* [What is expected]: Hunt through the lines below for the string "sailboat" and copy each one that has it.

* [Input for this task]:

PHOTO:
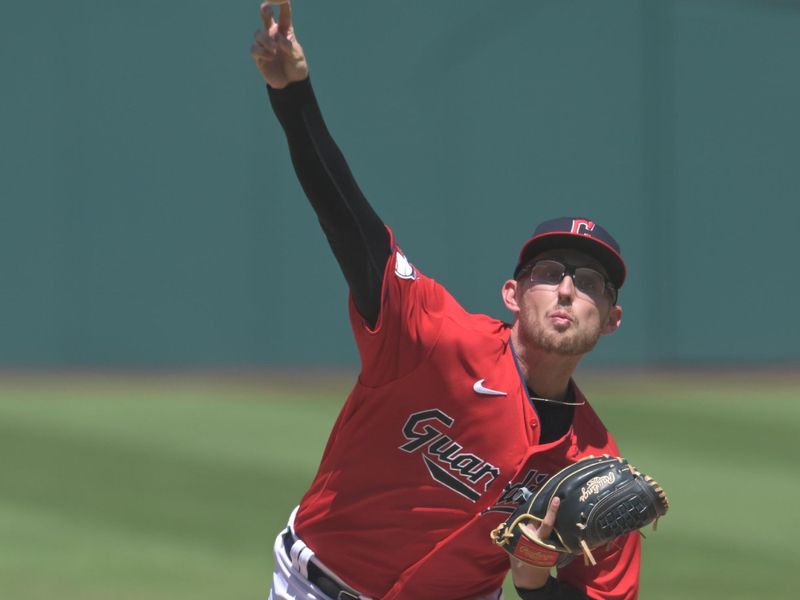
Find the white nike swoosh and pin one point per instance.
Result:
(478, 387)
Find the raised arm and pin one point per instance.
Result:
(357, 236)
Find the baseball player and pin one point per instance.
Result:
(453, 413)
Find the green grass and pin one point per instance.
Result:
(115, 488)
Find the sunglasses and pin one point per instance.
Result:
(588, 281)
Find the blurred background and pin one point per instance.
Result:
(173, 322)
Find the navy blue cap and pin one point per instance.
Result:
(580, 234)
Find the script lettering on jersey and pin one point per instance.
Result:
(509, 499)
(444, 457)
...
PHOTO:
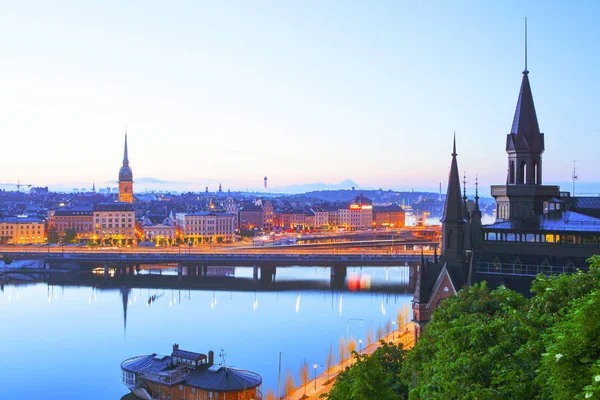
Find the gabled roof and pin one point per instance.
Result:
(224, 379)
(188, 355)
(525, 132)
...
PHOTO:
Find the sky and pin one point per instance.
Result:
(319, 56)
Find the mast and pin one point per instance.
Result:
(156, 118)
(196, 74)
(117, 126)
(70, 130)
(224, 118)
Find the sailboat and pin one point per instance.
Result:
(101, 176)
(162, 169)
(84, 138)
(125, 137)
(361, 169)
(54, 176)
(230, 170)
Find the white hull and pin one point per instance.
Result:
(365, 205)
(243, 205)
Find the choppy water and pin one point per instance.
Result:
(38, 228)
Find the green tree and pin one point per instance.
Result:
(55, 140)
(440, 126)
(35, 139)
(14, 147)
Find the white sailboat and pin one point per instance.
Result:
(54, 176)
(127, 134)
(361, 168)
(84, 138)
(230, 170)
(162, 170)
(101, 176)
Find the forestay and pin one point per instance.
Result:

* [Written solution]:
Find the sailboat and pin one point per instance.
Find the white sailboat and pin one point per instance.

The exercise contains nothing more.